İşsizlike mücadele için hangi çözüm yollarına ihtiyaç vardır?

Genel olarak bu soruna üç yolla çözüm getirilmeye çalışılmaktadır:
• Para ve maliye politikası eylemleriyle toplam talebi desteklemek
• Kısa süreli çalışma programları ve işsizlik sigortası ödeneklerinin sağlanması yoluyla iş gücü piyasalarındaki baskıyı hafifletmek
• Çeşitli türlerde sübvansiyonlar sağlayarak işlerin geri kazanılmasını hızlandırmak

S

Toplam talebin düşmesi ve “Okun Yasası” ne demektir?

Bu politikaların kapsamını ve boyutunu belirleyen üç faktör vardır. Birincisi, toplam talebin düşme derecesidir. “Okun Yasası”, toplam talebin düşmesiyle işsizliğin arttığını ortaya koymaktadır. İkincisi, toplam talebin azalmasının finansal ve konut sektörlerinde sıkıntı yaratmasıdır. Kriz sırasında önemli derecede konut fiyatlarında düşüş yaşayan ülkelerin, talepte herhangi bir düşüş için ortalama olarak işsizlikte daha büyük bir artış yaşadığına dair kanıtlar vardır. Üçüncüsü, ülkelerin aktif iş gücü piyasası politikalarına başvurma dereceleri ve bunun altında yatan temel ekonomik şoklardır.

(Kayıtlı Öğeler)
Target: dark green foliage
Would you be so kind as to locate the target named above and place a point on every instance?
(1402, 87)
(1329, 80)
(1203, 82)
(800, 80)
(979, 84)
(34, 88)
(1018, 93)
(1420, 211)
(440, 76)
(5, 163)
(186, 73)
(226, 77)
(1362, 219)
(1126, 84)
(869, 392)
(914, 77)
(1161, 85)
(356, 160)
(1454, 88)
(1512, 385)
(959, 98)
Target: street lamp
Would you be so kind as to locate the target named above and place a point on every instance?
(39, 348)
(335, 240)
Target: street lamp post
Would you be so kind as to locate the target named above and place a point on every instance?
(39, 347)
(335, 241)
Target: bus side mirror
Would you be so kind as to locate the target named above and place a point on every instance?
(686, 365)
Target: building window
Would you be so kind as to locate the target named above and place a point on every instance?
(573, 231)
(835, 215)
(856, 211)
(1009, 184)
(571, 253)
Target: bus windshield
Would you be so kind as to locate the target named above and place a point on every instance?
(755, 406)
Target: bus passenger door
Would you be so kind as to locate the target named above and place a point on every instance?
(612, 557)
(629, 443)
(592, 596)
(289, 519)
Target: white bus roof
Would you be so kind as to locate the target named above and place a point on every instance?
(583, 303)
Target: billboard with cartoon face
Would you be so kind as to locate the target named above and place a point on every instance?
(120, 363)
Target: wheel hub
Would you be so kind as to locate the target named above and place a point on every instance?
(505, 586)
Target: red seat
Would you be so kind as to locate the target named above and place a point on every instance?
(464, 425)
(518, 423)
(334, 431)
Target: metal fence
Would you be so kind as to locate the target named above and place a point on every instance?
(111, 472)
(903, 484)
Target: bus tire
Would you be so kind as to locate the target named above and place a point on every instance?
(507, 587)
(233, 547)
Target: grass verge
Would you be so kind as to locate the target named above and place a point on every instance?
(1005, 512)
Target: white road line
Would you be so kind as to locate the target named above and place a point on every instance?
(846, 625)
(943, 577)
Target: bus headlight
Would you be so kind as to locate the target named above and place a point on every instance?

(Görev 1) İşsizlikle mücadele metnindeki "Bu politikaların kapsamını ve boyutunu" ile başlayan paragrafı, ana bilgileri koruyarak madde listesine dönüştürün.
(Görev 2) İşsizlikle mücadele metnine göre, toplam talebin azalmasının finansal ve konut sektörlerinde yarattığı sıkıntı neden belirleyici bir faktör sayılır? Bir ile üç cümle arasında açıklayın.
(Görev 3) İşsizlikle mücadele metnini kaldığı yerden sürdürün.

(Doğru Yanıt 1)
Politikaların kapsamını ve boyutunu belirleyen üç faktör:
• Toplam talebin düşme derecesi: "Okun Yasası"na göre toplam talep düştükçe işsizlik artar.
• Talep azalmasının finansal ve konut sektörlerinde yarattığı sıkıntı: Kriz sırasında konut fiyatlarında önemli düşüş yaşayan ülkelerde, talepteki herhangi bir düşüşe karşılık işsizlik ortalamada daha fazla artmıştır.
• Ülkelerin aktif iş gücü piyasası politikalarına başvurma derecesi ve bunun altında yatan temel ekonomik şoklar.

(Doğru Yanıt 2) Kriz sırasında konut fiyatlarında önemli bir düşüş yaşayan ülkelerin, talepteki herhangi bir düşüşe karşılık ortalamada işsizlikte daha büyük bir artış yaşadığına dair kanıtlar vardır. Bu nedenle söz konusu sıkıntı, politikaların kapsamını ve boyutunu etkiler.

(Doğru Yanıt 3)
S

Finansal sektörde ekonomik kriz ve işsizliğin artmasını önlemek için hangi reformlara ihtiyaç duyulur?

Finansal sektörde ihtiyaç duyulan reformları şu şekilde özetleyebiliriz;

  1. Küresel rekabetin kazanımlarından yararlanmak için yönetmeliklerin daha fazla küresel koordinasyon sağlayacak biçimde düzenlenmesi,
  2. Sınır ötesini de kapsayacak biçimde güçlendirilmiş denetim,
  3. Özellikle başarısızlık sorunu ile mücadele edebilmek için daha iyi çözüm mekanizmaları;
  4. Sistemsel riskleri ele almak için kapsamlı bir makro ihtiyati çerçeve ve sadece bankaları değil, tüm finansal kurumları da kapsayacak biçimde reformları genişletmek.
S

Krizin neticesinde işgücü piyasalarında kötü sonuçların ortaya çıkmasını engellemek amacıyla hangi politikalara ihtiyaç duyulur?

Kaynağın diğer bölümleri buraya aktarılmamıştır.